═════ PASSAGE

Can Pain Be Triggered by Weather?

Numerous studies have compared weather and pain in patients with chronic diseases, such as arthritis and fibromyalgia. The results are not always consistent, but one thing is clear: weather sensitivity exists along a continuum and is highly individual. Furthermore, the weather can affect pain levels before, during or after the change in weather.

Cold Weather

Colder temperatures often trigger arthritis pain. In one study, 74 percent of patients reported weather sensitivity and 72 percent cited low temperatures as one of the factors most associated with increased pain.

However, don't pack your bags and head for warmer climes just yet. Climate does not affect the course of arthritis, even if it affects your level of pain.

People who are sensitive to cold will often stop exercising when the temperature drops. However, this may cause more harm than good. Exercise helps to loosen stiff joints. It also helps prevent winter weight gain, which puts extra stress on joints and worsens pain.

Take extra steps to protect your joints and minimize weather-induced pain. Dress in layers, drink tea and other warm drinks and cover up with an electric blanket. Warm up your car before driving.

══════════

=== TASK INSTRUCTIONS ===
A: Write out the weather and pain passage word for word, everything from "Cold Weather" down to "with increased pain.".
B: Translate this sentence from the weather and pain passage into Spanish: "Climate does not affect the course of arthritis, even if it affects your level of pain."
C: Write what comes next in the weather and pain passage, starting after its last sentence.

═════ RECORDS SUPPLIED

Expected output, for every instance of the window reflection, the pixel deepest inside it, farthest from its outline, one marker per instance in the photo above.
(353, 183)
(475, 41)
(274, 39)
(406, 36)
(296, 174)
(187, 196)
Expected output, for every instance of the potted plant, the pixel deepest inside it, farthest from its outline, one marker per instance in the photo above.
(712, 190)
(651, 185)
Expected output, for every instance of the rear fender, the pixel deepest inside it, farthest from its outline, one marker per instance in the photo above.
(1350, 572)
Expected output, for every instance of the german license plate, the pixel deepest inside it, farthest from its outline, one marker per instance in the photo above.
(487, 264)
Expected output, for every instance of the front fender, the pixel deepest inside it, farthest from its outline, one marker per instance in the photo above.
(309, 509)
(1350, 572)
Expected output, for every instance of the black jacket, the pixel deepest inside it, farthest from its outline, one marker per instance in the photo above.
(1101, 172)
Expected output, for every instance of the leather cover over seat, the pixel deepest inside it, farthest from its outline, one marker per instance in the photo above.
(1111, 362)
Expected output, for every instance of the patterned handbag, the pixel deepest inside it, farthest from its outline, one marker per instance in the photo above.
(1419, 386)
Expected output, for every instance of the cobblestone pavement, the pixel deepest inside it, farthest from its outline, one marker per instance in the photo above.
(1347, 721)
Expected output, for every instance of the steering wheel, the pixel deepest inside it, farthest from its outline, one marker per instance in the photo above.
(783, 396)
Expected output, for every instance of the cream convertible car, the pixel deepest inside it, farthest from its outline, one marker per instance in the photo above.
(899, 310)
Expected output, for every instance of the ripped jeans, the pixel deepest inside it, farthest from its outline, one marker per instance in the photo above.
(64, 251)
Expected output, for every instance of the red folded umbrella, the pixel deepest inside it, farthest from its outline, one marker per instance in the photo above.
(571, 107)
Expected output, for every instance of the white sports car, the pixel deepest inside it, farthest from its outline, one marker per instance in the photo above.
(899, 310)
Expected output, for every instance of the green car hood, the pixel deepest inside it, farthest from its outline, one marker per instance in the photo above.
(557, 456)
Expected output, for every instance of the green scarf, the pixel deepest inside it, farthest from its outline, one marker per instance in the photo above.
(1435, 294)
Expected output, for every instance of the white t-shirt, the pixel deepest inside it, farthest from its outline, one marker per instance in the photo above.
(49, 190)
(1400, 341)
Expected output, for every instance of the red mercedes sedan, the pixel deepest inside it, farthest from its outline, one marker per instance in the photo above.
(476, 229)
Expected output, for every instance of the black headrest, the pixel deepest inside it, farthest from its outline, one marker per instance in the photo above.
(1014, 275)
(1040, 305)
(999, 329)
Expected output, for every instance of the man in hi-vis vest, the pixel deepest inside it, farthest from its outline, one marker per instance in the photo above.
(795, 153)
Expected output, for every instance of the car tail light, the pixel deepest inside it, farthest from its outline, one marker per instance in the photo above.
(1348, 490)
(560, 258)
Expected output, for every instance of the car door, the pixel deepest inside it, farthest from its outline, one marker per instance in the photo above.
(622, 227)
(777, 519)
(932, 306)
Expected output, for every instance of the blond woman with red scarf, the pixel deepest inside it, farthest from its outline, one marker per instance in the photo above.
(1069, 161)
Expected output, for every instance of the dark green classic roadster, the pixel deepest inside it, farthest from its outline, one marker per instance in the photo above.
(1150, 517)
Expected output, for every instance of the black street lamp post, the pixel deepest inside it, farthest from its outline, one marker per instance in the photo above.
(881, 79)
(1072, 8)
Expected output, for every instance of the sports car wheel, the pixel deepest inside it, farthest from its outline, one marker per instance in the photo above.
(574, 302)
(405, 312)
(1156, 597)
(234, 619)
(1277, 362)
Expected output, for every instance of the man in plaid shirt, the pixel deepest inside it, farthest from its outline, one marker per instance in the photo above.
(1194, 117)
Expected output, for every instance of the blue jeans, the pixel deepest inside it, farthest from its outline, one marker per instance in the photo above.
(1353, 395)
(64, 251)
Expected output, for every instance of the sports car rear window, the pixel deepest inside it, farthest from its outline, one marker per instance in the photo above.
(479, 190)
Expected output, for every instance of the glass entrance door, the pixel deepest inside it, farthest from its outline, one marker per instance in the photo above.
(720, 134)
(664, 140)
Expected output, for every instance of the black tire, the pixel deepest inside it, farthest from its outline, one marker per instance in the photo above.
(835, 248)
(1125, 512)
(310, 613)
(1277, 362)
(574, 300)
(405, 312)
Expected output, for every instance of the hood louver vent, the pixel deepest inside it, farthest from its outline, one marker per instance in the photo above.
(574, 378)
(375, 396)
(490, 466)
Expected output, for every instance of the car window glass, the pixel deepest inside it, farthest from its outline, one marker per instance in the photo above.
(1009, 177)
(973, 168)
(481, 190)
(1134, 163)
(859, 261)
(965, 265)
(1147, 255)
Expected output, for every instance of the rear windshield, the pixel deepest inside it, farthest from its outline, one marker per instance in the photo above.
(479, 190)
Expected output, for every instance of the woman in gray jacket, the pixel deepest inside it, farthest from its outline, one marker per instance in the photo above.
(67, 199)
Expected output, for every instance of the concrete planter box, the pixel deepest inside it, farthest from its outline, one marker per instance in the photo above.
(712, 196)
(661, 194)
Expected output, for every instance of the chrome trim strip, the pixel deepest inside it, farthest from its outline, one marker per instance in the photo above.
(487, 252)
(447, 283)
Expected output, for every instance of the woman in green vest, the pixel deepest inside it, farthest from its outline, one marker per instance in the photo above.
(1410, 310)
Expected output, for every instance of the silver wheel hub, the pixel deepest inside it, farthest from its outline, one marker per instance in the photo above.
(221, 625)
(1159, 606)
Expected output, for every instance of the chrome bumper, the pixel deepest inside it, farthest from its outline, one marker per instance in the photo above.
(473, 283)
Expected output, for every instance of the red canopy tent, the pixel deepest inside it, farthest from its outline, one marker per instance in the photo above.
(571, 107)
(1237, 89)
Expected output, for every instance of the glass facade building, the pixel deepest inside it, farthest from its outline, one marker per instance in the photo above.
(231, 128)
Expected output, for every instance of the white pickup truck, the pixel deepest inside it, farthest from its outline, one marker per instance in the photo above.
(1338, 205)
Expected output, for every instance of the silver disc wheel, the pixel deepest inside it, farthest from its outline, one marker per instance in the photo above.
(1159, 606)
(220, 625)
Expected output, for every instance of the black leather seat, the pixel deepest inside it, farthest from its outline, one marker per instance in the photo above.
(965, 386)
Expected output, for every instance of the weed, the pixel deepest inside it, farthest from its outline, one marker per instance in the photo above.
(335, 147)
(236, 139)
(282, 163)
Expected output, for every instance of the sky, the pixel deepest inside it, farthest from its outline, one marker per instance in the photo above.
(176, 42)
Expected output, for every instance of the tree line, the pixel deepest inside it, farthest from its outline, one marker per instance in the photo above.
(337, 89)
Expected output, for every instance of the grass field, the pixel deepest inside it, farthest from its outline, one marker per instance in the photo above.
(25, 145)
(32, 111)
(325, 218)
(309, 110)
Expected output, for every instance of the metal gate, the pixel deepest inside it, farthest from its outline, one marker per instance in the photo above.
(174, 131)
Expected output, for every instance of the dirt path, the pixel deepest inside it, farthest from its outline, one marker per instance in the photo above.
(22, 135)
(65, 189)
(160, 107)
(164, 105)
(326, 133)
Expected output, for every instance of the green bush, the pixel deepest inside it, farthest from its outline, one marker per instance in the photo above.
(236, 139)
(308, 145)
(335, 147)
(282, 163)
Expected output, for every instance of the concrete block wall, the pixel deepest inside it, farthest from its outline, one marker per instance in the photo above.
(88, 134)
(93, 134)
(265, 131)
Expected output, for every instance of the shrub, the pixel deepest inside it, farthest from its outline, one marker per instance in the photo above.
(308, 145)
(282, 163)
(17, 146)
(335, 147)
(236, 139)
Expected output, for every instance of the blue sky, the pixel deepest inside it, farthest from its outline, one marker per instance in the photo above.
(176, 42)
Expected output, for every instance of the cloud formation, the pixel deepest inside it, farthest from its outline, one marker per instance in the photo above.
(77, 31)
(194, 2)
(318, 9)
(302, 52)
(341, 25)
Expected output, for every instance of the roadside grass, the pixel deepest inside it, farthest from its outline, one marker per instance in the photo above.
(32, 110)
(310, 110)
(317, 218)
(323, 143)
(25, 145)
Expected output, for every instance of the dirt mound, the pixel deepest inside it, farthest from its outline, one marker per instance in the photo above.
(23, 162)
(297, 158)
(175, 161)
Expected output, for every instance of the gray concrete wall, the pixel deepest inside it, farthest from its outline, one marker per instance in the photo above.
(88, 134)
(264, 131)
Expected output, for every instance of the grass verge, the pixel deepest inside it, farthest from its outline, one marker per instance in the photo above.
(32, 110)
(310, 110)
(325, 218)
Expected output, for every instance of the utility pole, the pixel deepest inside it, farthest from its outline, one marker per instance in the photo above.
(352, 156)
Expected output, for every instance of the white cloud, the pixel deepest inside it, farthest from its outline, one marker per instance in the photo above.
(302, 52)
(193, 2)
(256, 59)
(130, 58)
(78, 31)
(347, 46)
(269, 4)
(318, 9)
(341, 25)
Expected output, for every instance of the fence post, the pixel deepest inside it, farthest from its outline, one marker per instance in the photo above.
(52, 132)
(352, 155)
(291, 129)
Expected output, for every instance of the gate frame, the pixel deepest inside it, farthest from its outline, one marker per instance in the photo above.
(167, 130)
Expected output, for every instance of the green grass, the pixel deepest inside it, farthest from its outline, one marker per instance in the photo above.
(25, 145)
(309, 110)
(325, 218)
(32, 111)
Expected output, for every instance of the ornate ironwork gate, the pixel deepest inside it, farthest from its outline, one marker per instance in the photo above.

══════════

=== RESULTS FOR EACH TASK ===
A:
Cold Weather

Colder temperatures often trigger arthritis pain. In one study, 74 percent of patients reported weather sensitivity and 72 percent cited low temperatures as one of the factors most associated with increased pain.

B: El clima no afecta la evolución de la artritis, aunque sí afecte su nivel de dolor.

C:
Air Pressure

Change in air pressure (also called barometric pressure) also affects the body. Air pressure is the weight of the air. It decreases when altitude increases. If you watch a weather forecast, you know barometric pressure is one the primary drivers of weather patterns. Both rising and falling pressure can cause increased pain in some people.

People who suffer from rheumatoid arthritis often report increased pain when the humidity is high. In the study cited above, 66 percent of participants associated humidity with pain. Warmer temperatures can increase humidity, which can be a double whammy for sensitive people.

Skeptics blame the psychological effect of weather on reported pain more than the weather itself. They believe, for example, that cold, rainy days affect mood, which lowers pain thresholds. However, arthritis patients swear there's a very real connection. If you're unsure, keep a daily diary. Record your pain levels and all weather conditions, even atmospheric and solar variables. After a while, you'll notice if weather is triggering your arthritis pain.